• **Short task**:
Please count the lines in the entries below that contain the word "tree", and give only that number.

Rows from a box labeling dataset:

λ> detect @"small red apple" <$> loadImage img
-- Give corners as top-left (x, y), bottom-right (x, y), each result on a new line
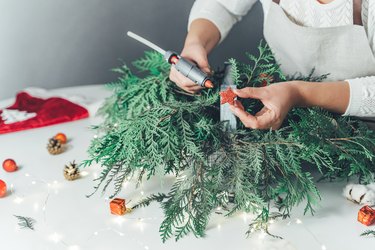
top-left (3, 159), bottom-right (18, 172)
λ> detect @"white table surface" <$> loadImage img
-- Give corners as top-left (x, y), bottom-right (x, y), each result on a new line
top-left (0, 86), bottom-right (375, 250)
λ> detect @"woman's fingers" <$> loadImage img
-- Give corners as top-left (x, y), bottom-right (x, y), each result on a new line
top-left (230, 101), bottom-right (279, 129)
top-left (233, 87), bottom-right (266, 99)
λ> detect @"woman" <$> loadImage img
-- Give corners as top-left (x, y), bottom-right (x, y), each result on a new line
top-left (170, 0), bottom-right (375, 129)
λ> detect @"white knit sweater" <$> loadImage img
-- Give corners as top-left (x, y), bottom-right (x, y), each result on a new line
top-left (189, 0), bottom-right (375, 117)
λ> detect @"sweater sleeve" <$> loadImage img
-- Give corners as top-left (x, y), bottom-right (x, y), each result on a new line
top-left (344, 76), bottom-right (375, 117)
top-left (188, 0), bottom-right (257, 42)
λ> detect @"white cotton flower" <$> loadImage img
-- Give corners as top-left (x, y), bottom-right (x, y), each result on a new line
top-left (342, 183), bottom-right (354, 200)
top-left (351, 184), bottom-right (368, 203)
top-left (361, 189), bottom-right (375, 205)
top-left (343, 184), bottom-right (375, 204)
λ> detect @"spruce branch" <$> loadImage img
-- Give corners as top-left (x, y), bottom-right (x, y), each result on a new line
top-left (14, 215), bottom-right (36, 230)
top-left (86, 43), bottom-right (375, 241)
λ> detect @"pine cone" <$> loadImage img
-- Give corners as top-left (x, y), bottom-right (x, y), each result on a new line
top-left (64, 161), bottom-right (79, 181)
top-left (47, 138), bottom-right (64, 155)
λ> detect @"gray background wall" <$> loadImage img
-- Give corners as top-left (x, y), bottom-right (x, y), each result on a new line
top-left (0, 0), bottom-right (263, 99)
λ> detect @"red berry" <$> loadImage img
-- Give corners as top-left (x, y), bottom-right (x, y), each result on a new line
top-left (55, 133), bottom-right (68, 144)
top-left (0, 180), bottom-right (7, 198)
top-left (3, 159), bottom-right (18, 172)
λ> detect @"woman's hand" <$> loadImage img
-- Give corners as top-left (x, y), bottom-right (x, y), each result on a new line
top-left (230, 82), bottom-right (299, 129)
top-left (169, 42), bottom-right (211, 93)
top-left (230, 81), bottom-right (350, 129)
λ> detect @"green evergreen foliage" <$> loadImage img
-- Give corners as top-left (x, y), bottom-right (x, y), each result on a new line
top-left (83, 43), bottom-right (375, 241)
top-left (14, 215), bottom-right (36, 230)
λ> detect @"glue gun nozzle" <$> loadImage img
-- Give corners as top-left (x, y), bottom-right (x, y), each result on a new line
top-left (204, 80), bottom-right (214, 89)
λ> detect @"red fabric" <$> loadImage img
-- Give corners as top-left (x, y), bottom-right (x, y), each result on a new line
top-left (0, 92), bottom-right (89, 134)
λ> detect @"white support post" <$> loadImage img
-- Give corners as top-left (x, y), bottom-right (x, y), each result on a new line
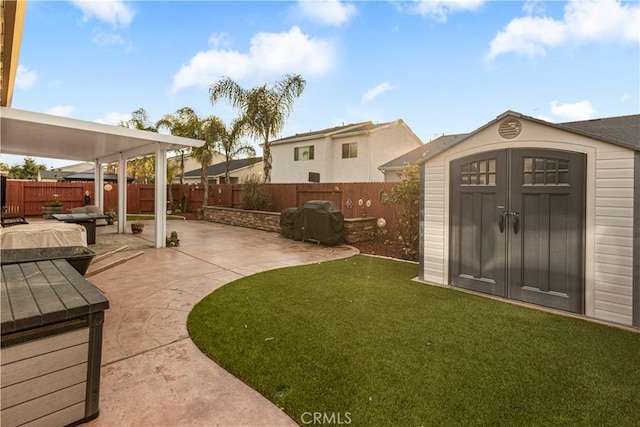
top-left (155, 144), bottom-right (167, 248)
top-left (118, 153), bottom-right (127, 234)
top-left (93, 159), bottom-right (104, 212)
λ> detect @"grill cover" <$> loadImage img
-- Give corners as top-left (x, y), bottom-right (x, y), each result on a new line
top-left (293, 200), bottom-right (344, 245)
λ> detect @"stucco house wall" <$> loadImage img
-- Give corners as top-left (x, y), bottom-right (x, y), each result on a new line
top-left (420, 112), bottom-right (640, 325)
top-left (271, 120), bottom-right (422, 183)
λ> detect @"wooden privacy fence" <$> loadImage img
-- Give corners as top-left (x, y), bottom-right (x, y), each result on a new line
top-left (6, 180), bottom-right (396, 231)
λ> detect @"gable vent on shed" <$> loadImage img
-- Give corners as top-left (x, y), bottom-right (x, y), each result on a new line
top-left (498, 119), bottom-right (522, 139)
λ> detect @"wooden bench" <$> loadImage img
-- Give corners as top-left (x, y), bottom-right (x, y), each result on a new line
top-left (0, 259), bottom-right (109, 427)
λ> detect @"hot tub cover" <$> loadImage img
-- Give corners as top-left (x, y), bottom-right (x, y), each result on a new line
top-left (0, 222), bottom-right (87, 249)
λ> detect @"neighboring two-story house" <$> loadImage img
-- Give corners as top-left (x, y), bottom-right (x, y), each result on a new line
top-left (271, 120), bottom-right (422, 183)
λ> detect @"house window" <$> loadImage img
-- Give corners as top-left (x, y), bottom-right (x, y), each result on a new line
top-left (342, 142), bottom-right (358, 159)
top-left (293, 145), bottom-right (313, 162)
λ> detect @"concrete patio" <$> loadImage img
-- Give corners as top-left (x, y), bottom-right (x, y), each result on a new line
top-left (87, 221), bottom-right (358, 427)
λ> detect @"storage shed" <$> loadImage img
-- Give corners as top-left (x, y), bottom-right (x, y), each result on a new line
top-left (419, 111), bottom-right (640, 327)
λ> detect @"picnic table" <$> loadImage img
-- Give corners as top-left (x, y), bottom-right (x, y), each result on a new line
top-left (51, 213), bottom-right (109, 245)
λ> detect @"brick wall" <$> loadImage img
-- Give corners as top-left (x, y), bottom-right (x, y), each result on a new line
top-left (344, 218), bottom-right (377, 243)
top-left (203, 206), bottom-right (280, 233)
top-left (203, 206), bottom-right (376, 243)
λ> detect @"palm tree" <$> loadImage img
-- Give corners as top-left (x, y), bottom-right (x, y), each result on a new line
top-left (118, 108), bottom-right (158, 184)
top-left (220, 117), bottom-right (256, 184)
top-left (209, 74), bottom-right (307, 182)
top-left (156, 107), bottom-right (202, 185)
top-left (118, 108), bottom-right (158, 132)
top-left (191, 116), bottom-right (225, 208)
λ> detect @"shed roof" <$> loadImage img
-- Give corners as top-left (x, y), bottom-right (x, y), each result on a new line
top-left (378, 133), bottom-right (467, 171)
top-left (420, 110), bottom-right (640, 163)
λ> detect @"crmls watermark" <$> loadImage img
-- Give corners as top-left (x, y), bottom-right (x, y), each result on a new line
top-left (300, 412), bottom-right (351, 425)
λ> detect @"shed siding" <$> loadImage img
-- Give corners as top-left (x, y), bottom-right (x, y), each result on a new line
top-left (422, 166), bottom-right (447, 285)
top-left (594, 149), bottom-right (634, 325)
top-left (421, 122), bottom-right (638, 325)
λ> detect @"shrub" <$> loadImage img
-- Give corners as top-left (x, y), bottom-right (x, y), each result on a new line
top-left (385, 164), bottom-right (420, 260)
top-left (240, 174), bottom-right (273, 211)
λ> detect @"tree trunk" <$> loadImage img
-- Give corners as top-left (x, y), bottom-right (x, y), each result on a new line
top-left (224, 153), bottom-right (231, 184)
top-left (262, 133), bottom-right (271, 184)
top-left (180, 150), bottom-right (184, 187)
top-left (200, 166), bottom-right (209, 212)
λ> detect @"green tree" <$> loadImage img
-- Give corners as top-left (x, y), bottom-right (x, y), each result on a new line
top-left (156, 107), bottom-right (203, 185)
top-left (9, 157), bottom-right (47, 179)
top-left (209, 74), bottom-right (306, 182)
top-left (119, 108), bottom-right (158, 184)
top-left (118, 108), bottom-right (158, 132)
top-left (191, 116), bottom-right (226, 208)
top-left (220, 117), bottom-right (256, 184)
top-left (385, 163), bottom-right (420, 260)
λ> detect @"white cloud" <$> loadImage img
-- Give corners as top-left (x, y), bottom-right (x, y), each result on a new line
top-left (94, 111), bottom-right (131, 125)
top-left (209, 33), bottom-right (231, 49)
top-left (522, 0), bottom-right (545, 15)
top-left (487, 0), bottom-right (640, 60)
top-left (296, 0), bottom-right (358, 27)
top-left (406, 0), bottom-right (485, 22)
top-left (15, 64), bottom-right (38, 89)
top-left (173, 27), bottom-right (334, 91)
top-left (551, 100), bottom-right (597, 121)
top-left (47, 105), bottom-right (73, 117)
top-left (92, 27), bottom-right (128, 47)
top-left (362, 82), bottom-right (396, 102)
top-left (489, 16), bottom-right (566, 59)
top-left (70, 0), bottom-right (135, 27)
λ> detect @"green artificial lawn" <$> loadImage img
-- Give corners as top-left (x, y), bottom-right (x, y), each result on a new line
top-left (188, 256), bottom-right (640, 426)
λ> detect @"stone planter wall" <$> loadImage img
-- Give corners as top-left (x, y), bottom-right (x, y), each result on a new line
top-left (344, 218), bottom-right (378, 243)
top-left (203, 206), bottom-right (280, 233)
top-left (204, 206), bottom-right (376, 243)
top-left (42, 206), bottom-right (63, 219)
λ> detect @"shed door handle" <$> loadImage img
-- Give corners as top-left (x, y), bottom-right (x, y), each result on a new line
top-left (511, 212), bottom-right (520, 234)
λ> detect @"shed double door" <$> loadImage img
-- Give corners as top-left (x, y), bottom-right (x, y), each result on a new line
top-left (449, 149), bottom-right (585, 313)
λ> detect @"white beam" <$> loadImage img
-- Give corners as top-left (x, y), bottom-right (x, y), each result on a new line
top-left (93, 159), bottom-right (104, 212)
top-left (118, 153), bottom-right (127, 234)
top-left (155, 144), bottom-right (167, 248)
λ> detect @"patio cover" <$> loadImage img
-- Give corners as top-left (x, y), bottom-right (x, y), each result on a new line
top-left (0, 107), bottom-right (204, 248)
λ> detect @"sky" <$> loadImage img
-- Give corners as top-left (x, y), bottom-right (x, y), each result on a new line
top-left (0, 0), bottom-right (640, 167)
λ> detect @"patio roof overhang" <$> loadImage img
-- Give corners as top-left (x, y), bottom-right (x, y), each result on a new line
top-left (0, 107), bottom-right (204, 248)
top-left (0, 107), bottom-right (203, 163)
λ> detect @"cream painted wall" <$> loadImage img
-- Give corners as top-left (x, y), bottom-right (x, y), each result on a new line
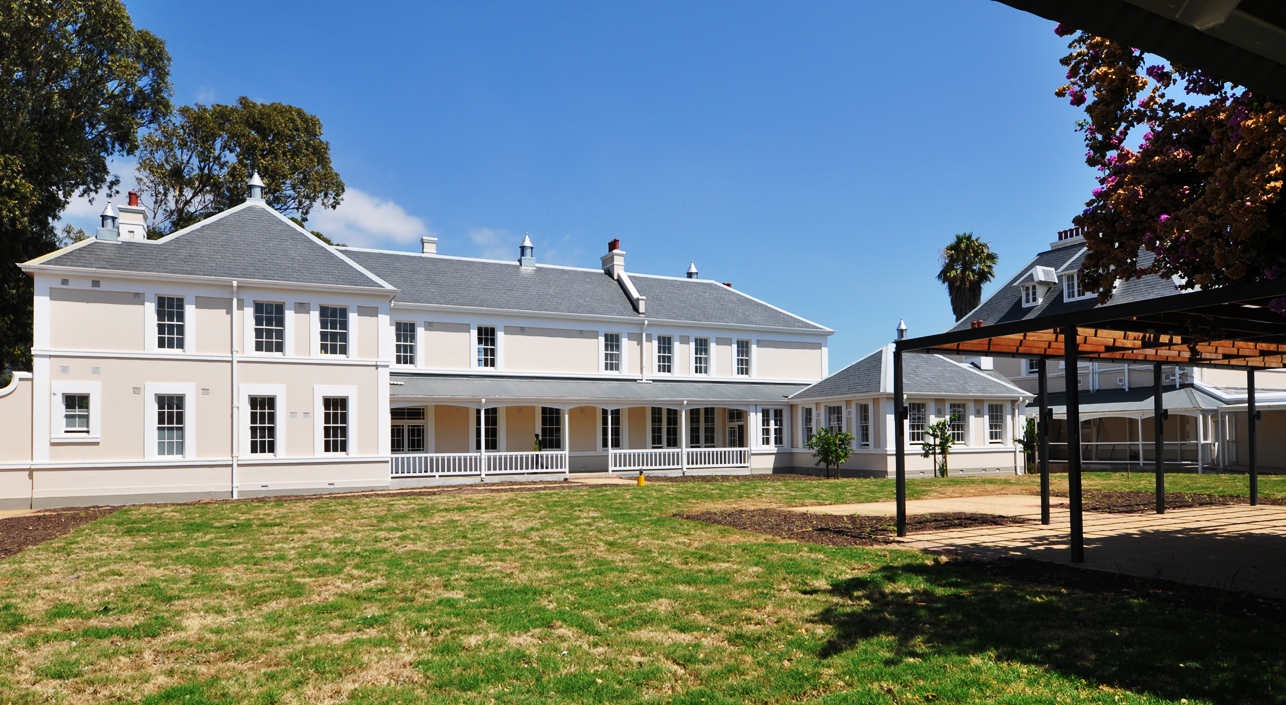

• **Finished answer**:
3